*** Opening of DATA RECORDS ***
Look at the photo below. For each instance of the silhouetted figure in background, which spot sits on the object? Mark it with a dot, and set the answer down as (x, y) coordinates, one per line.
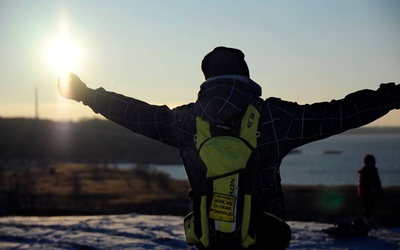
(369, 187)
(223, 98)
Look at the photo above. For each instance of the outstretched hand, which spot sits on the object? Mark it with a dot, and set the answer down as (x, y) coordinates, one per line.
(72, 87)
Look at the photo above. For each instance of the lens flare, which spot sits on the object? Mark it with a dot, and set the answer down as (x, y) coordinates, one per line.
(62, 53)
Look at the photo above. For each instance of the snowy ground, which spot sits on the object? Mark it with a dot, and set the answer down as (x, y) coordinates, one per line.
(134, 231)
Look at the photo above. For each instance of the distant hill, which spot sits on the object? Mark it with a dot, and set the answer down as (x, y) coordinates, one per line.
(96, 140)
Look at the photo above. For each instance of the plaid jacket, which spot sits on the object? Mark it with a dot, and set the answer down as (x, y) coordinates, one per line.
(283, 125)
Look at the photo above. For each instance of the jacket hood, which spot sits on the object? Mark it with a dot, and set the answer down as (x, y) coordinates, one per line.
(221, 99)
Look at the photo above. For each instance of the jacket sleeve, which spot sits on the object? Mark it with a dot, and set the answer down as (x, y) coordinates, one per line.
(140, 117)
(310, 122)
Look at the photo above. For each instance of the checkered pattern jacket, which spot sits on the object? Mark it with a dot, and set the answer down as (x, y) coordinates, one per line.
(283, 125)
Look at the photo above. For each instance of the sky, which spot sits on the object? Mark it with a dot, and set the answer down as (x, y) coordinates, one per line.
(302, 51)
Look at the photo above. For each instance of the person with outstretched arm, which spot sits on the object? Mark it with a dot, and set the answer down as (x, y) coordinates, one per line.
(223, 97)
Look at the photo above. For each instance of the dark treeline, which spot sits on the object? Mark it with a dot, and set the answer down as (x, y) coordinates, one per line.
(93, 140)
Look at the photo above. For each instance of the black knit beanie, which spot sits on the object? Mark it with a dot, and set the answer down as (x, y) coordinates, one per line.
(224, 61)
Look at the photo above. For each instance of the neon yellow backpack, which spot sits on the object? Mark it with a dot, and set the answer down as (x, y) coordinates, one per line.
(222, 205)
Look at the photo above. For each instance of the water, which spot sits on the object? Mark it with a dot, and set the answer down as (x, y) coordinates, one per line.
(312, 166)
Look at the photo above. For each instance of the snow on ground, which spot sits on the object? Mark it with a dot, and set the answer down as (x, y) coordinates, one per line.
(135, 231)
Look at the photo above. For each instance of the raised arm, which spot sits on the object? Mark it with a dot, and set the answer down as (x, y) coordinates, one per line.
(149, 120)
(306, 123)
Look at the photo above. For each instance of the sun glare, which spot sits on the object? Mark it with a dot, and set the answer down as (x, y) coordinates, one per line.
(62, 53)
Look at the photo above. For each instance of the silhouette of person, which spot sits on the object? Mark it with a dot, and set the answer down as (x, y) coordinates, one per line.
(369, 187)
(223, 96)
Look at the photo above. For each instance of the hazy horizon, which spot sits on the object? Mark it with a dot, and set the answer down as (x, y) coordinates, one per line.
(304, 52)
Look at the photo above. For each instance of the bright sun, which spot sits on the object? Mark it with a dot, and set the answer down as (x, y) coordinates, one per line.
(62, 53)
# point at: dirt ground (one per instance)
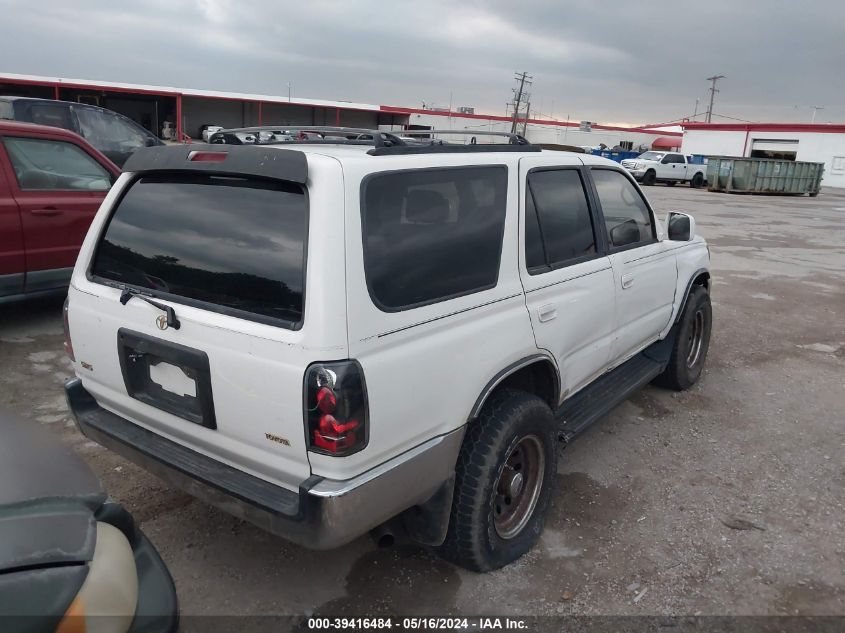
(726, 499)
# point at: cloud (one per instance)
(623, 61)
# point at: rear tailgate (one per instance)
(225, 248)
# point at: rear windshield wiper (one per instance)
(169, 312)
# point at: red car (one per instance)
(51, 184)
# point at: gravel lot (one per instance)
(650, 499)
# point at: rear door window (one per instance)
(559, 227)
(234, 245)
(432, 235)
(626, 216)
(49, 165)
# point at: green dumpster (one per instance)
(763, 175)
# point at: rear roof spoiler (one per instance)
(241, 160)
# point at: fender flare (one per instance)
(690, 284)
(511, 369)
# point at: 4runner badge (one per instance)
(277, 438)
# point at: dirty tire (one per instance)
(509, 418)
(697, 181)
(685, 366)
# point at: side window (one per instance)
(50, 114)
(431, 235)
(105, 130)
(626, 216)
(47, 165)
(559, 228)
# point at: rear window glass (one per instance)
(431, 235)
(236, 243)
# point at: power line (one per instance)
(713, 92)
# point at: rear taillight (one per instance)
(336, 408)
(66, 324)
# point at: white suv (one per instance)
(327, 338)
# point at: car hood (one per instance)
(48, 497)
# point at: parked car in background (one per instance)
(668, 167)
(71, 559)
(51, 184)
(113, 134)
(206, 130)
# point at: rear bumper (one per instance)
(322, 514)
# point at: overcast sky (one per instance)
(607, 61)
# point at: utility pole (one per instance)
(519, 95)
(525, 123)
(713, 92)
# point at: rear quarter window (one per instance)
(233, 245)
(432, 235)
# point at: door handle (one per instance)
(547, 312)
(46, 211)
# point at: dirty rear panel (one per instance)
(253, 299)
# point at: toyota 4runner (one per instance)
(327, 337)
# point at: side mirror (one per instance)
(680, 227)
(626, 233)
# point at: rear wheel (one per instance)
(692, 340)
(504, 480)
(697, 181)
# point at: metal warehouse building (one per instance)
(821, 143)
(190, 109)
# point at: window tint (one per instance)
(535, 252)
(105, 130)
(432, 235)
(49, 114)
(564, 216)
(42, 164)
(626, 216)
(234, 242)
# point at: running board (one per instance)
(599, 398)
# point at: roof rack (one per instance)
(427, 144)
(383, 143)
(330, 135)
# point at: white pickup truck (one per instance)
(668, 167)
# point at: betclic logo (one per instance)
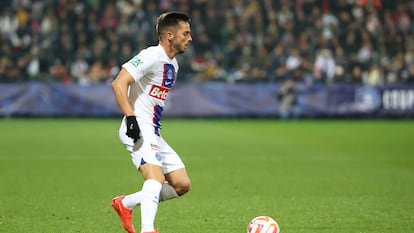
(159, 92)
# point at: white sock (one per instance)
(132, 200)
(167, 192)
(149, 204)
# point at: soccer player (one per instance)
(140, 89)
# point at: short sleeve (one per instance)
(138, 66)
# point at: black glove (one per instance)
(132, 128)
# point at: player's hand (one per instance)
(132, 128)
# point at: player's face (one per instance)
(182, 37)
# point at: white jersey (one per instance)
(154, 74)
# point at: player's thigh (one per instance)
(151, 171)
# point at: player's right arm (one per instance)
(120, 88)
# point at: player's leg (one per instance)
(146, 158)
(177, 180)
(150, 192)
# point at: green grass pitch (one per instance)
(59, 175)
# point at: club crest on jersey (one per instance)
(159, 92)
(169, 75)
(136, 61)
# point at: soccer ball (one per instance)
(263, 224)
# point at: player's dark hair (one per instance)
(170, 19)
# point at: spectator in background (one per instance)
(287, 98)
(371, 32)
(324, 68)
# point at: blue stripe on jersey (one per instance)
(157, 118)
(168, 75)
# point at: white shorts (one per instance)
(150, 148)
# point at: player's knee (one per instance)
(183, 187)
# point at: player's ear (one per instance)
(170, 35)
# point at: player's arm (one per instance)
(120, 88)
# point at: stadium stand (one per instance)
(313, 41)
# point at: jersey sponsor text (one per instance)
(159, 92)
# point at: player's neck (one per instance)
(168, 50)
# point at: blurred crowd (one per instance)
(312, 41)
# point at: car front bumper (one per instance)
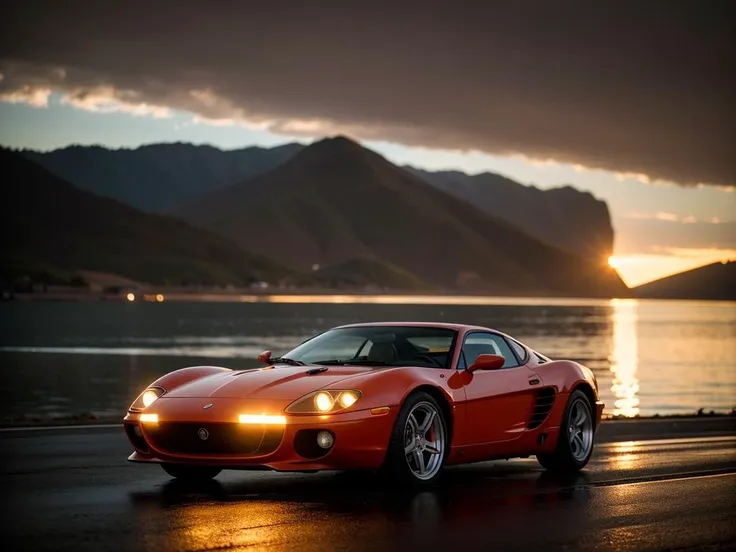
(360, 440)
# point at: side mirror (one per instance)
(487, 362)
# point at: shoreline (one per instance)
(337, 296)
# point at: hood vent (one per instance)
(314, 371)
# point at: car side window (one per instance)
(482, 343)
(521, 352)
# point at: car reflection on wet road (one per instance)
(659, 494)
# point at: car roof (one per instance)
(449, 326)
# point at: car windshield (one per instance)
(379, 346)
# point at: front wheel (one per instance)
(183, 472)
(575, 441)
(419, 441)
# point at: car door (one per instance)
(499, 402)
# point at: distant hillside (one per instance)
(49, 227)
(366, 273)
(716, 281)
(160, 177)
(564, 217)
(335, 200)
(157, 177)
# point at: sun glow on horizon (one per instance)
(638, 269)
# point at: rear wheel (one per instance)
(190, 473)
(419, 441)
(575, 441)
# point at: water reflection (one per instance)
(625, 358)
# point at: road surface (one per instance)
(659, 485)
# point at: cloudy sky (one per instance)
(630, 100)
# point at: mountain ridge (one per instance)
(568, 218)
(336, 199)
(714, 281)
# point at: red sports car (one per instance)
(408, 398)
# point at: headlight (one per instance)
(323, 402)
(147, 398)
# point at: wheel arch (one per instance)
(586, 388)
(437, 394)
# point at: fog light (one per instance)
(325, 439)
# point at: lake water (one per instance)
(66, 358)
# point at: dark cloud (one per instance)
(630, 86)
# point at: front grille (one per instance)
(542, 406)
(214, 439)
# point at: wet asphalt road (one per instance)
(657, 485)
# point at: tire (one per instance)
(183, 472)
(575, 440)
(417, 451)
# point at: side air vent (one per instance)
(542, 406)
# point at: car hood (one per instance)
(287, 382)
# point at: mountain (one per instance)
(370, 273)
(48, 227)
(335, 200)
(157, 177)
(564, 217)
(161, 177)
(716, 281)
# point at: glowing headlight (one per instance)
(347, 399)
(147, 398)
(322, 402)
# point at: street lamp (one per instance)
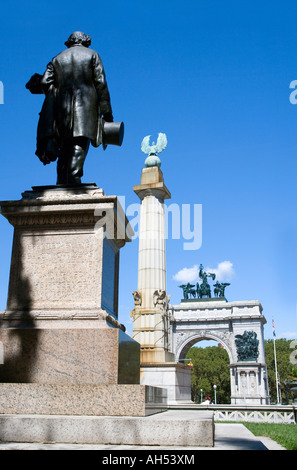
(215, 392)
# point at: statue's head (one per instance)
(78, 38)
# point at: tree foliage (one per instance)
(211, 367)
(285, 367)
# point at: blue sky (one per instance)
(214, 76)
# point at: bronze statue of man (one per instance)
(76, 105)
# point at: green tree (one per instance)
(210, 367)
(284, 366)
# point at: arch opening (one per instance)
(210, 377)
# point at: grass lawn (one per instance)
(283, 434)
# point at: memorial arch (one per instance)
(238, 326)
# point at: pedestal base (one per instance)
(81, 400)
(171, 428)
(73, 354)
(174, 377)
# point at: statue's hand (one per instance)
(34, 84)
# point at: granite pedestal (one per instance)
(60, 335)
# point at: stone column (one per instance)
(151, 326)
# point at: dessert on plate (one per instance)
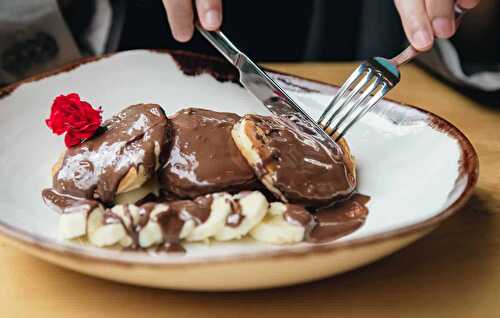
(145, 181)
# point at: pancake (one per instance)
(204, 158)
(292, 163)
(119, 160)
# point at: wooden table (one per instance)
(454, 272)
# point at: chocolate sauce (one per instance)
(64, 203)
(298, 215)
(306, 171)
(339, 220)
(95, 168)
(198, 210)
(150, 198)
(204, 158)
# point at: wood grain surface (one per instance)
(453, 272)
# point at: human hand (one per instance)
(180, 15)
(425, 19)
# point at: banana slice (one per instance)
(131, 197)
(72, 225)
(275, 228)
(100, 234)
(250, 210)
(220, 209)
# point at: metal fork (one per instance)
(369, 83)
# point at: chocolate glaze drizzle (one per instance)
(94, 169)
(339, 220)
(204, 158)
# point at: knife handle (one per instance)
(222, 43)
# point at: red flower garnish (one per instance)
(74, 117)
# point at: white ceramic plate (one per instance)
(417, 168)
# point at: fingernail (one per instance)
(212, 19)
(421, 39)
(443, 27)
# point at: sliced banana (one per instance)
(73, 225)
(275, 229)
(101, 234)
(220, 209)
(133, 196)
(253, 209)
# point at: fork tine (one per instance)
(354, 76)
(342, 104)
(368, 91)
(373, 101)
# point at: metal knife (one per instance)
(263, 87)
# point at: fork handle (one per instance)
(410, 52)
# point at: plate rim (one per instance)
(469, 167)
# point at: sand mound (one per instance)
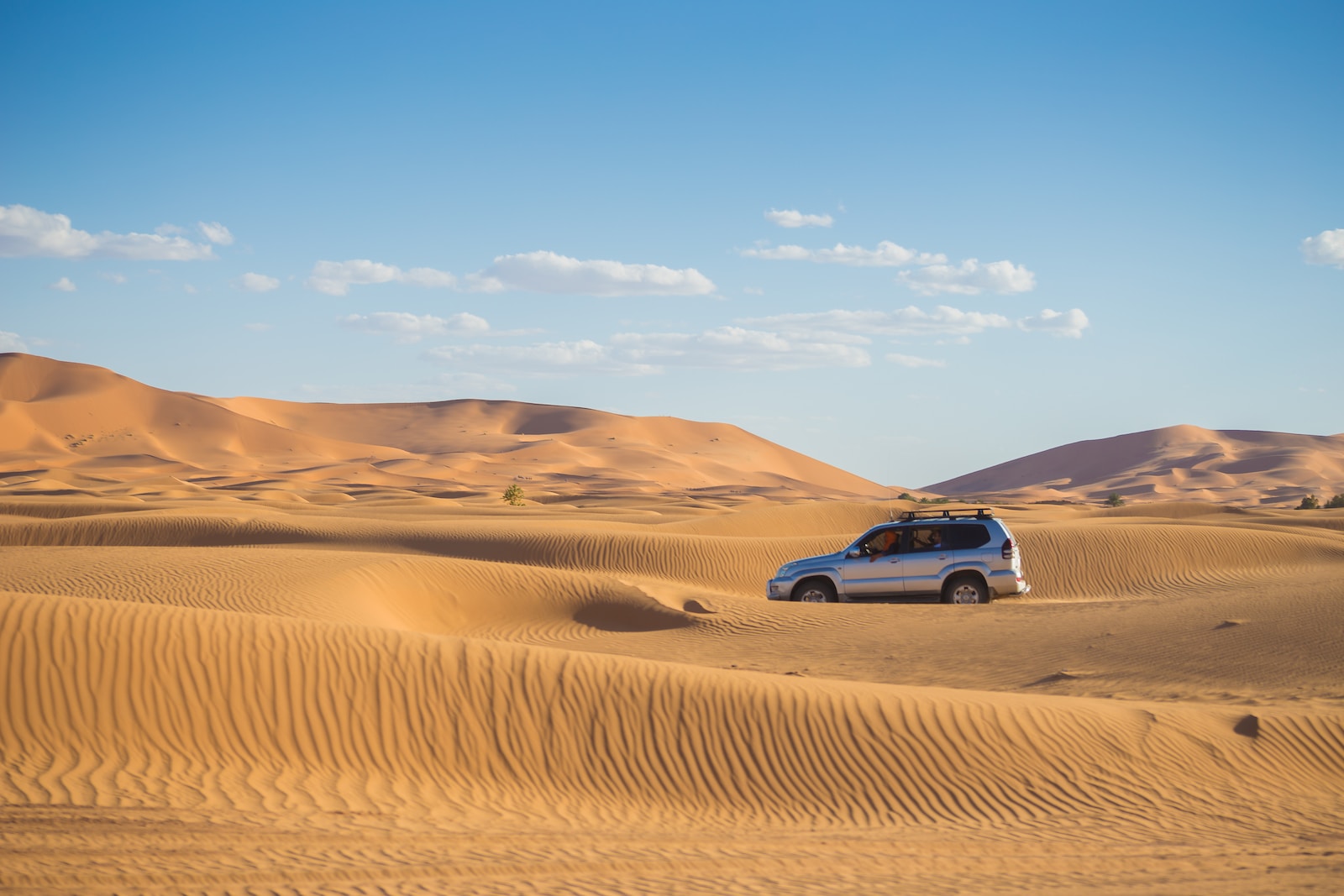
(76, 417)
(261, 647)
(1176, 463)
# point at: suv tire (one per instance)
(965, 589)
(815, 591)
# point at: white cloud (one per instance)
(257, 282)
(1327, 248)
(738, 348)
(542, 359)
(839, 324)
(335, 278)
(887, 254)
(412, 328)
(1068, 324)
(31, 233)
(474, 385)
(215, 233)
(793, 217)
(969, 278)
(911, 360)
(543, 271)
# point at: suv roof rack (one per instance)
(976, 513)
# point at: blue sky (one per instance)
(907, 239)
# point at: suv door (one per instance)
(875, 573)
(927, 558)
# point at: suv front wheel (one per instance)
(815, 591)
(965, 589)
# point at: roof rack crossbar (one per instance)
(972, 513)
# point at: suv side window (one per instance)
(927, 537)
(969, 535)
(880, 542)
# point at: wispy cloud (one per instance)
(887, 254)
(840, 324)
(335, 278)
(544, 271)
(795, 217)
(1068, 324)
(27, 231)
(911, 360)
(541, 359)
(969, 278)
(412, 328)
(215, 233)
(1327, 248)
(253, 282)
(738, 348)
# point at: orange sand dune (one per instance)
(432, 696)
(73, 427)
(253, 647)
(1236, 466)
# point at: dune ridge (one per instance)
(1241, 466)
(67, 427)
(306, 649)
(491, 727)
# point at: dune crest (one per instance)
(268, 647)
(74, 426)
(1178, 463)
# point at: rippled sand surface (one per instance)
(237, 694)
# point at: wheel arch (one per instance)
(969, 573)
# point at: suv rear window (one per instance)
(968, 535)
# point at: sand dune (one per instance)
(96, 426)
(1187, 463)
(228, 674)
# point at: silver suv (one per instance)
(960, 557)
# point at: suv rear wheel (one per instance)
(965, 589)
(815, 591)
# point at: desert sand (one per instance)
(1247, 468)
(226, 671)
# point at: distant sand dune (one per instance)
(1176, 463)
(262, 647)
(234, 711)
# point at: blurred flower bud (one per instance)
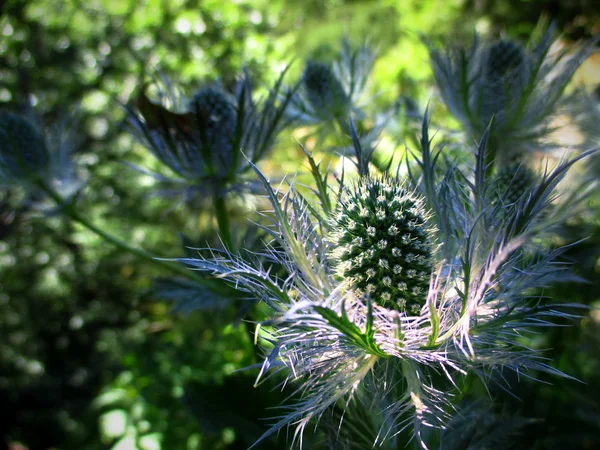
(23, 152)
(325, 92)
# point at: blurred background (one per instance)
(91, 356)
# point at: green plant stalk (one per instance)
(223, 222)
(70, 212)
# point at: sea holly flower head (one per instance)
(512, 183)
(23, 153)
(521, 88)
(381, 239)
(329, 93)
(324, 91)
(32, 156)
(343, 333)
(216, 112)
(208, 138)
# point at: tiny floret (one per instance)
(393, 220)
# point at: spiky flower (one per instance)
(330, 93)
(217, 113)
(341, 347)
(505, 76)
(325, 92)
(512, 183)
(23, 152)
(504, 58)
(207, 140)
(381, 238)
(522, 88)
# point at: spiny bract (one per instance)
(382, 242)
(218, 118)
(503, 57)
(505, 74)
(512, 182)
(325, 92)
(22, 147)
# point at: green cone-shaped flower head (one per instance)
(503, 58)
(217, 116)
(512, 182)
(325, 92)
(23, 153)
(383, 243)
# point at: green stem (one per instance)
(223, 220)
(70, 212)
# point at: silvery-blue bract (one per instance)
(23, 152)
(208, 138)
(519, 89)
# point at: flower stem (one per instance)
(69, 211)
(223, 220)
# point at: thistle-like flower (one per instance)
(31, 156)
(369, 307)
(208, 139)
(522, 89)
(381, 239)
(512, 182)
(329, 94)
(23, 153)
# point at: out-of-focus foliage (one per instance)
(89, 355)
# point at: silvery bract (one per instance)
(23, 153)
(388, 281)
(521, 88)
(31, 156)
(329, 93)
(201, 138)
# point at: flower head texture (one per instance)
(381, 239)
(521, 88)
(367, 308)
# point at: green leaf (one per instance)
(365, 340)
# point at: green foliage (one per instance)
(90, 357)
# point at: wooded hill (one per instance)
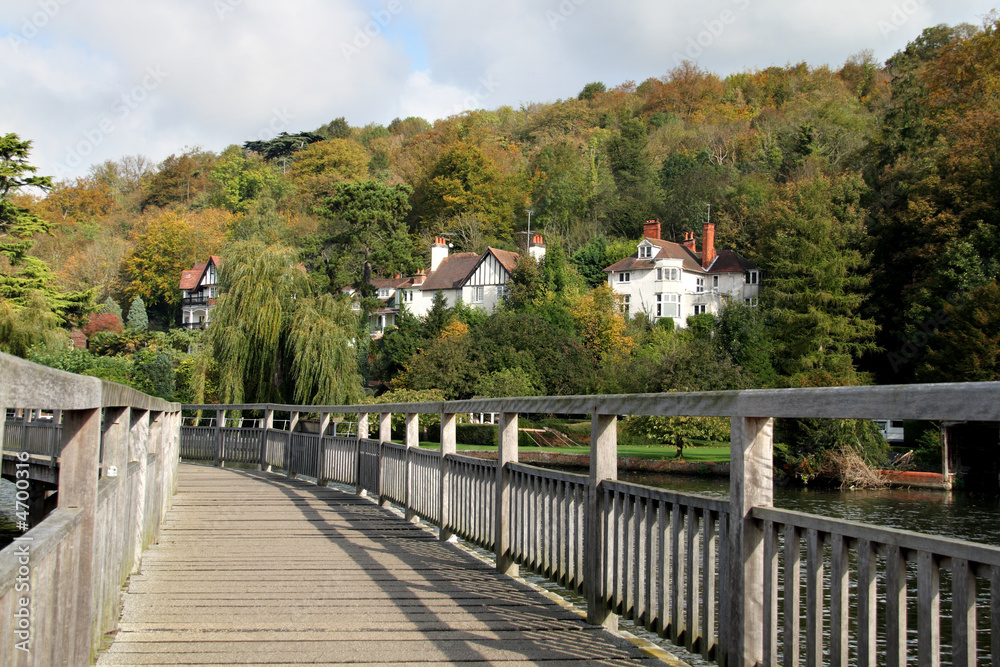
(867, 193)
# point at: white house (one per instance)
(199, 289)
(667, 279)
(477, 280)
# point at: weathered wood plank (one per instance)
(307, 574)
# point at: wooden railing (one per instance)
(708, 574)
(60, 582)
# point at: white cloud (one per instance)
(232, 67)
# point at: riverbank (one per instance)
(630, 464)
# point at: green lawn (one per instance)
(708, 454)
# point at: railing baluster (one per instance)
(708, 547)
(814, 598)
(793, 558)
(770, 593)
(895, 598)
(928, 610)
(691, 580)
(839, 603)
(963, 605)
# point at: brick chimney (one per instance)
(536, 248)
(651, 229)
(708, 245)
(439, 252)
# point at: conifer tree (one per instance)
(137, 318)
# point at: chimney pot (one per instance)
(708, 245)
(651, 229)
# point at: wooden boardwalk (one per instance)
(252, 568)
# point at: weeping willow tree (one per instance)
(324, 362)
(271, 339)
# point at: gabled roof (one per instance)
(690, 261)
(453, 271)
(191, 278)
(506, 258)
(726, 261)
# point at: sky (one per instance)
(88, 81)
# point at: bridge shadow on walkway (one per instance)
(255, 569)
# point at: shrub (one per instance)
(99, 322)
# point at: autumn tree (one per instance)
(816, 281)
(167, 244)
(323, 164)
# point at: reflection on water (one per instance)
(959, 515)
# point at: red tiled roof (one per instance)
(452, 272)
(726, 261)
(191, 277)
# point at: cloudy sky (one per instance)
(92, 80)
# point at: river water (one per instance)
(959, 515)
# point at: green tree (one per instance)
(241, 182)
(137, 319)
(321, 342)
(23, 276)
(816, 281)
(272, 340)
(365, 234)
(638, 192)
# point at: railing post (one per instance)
*** Close of DATA RECORDS ***
- EXERCISE: Give again only the lines starting at the one that contains "# point at: red tiled roof (one per instance)" and running to the end of the data.

- TASK ANSWER:
# point at: red tiled roof (one per instance)
(452, 272)
(726, 261)
(191, 277)
# point at: cloudy sky (one per instance)
(92, 80)
# point at: river water (one per instance)
(959, 515)
# point at: green tree (one per instance)
(241, 182)
(137, 319)
(321, 342)
(23, 276)
(816, 281)
(272, 340)
(365, 234)
(638, 192)
# point at: railing post (one per instance)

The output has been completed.